* begin *

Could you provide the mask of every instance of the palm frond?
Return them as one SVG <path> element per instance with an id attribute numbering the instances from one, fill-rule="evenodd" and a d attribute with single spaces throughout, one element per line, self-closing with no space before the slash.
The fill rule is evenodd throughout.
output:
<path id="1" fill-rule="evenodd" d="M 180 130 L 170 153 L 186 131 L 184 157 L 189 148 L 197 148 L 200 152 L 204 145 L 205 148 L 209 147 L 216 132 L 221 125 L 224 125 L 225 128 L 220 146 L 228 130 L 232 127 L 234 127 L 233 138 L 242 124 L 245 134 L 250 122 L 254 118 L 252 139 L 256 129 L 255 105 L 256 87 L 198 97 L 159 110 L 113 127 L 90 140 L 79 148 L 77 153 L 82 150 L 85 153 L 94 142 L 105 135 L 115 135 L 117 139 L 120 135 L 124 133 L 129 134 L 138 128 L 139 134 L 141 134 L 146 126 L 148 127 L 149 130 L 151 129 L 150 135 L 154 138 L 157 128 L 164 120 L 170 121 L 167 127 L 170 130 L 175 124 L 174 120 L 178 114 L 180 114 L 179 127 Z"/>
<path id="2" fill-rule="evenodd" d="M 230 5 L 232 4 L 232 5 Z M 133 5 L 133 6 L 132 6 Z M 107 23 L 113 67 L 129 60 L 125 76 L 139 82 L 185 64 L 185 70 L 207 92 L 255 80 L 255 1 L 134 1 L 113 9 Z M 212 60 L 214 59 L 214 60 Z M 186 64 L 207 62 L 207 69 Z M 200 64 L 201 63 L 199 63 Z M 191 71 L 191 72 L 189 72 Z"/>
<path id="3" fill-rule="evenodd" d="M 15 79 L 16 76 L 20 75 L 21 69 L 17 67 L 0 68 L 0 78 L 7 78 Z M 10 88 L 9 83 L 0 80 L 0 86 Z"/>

* end *

Give every line of the material again, exactly as it reads.

Could you provide the mask of every instance of the palm frond?
Return them as one SVG <path> element per instance with an id attribute numbering the instances from one, fill-rule="evenodd" and a d attribute with single spaces throughout, one element per line, self-closing with no space before the slash.
The fill rule is evenodd throughout.
output:
<path id="1" fill-rule="evenodd" d="M 180 130 L 170 153 L 186 131 L 184 157 L 189 148 L 197 148 L 200 152 L 204 145 L 205 148 L 209 147 L 216 132 L 221 125 L 224 125 L 225 128 L 220 146 L 228 130 L 232 127 L 234 127 L 233 138 L 242 124 L 245 134 L 250 122 L 254 118 L 252 139 L 256 129 L 255 105 L 256 87 L 198 97 L 159 110 L 113 127 L 90 140 L 79 148 L 77 153 L 82 150 L 85 153 L 94 142 L 105 135 L 115 135 L 117 139 L 120 135 L 124 133 L 129 134 L 138 128 L 139 134 L 141 134 L 146 126 L 148 127 L 149 130 L 151 129 L 150 135 L 154 138 L 157 128 L 164 120 L 170 121 L 167 127 L 170 130 L 175 124 L 174 120 L 178 114 L 180 114 L 179 127 Z"/>
<path id="2" fill-rule="evenodd" d="M 230 5 L 232 4 L 232 5 Z M 133 5 L 133 6 L 132 6 Z M 107 23 L 113 67 L 129 60 L 125 76 L 139 82 L 185 64 L 185 70 L 207 92 L 255 80 L 255 1 L 134 1 L 113 9 Z M 212 60 L 214 59 L 214 60 Z M 186 64 L 207 62 L 207 69 Z M 200 64 L 201 63 L 199 63 Z M 191 71 L 191 72 L 189 72 Z"/>
<path id="3" fill-rule="evenodd" d="M 15 79 L 16 76 L 20 75 L 21 69 L 17 67 L 0 68 L 0 78 L 7 78 Z M 10 88 L 9 83 L 0 80 L 0 86 Z"/>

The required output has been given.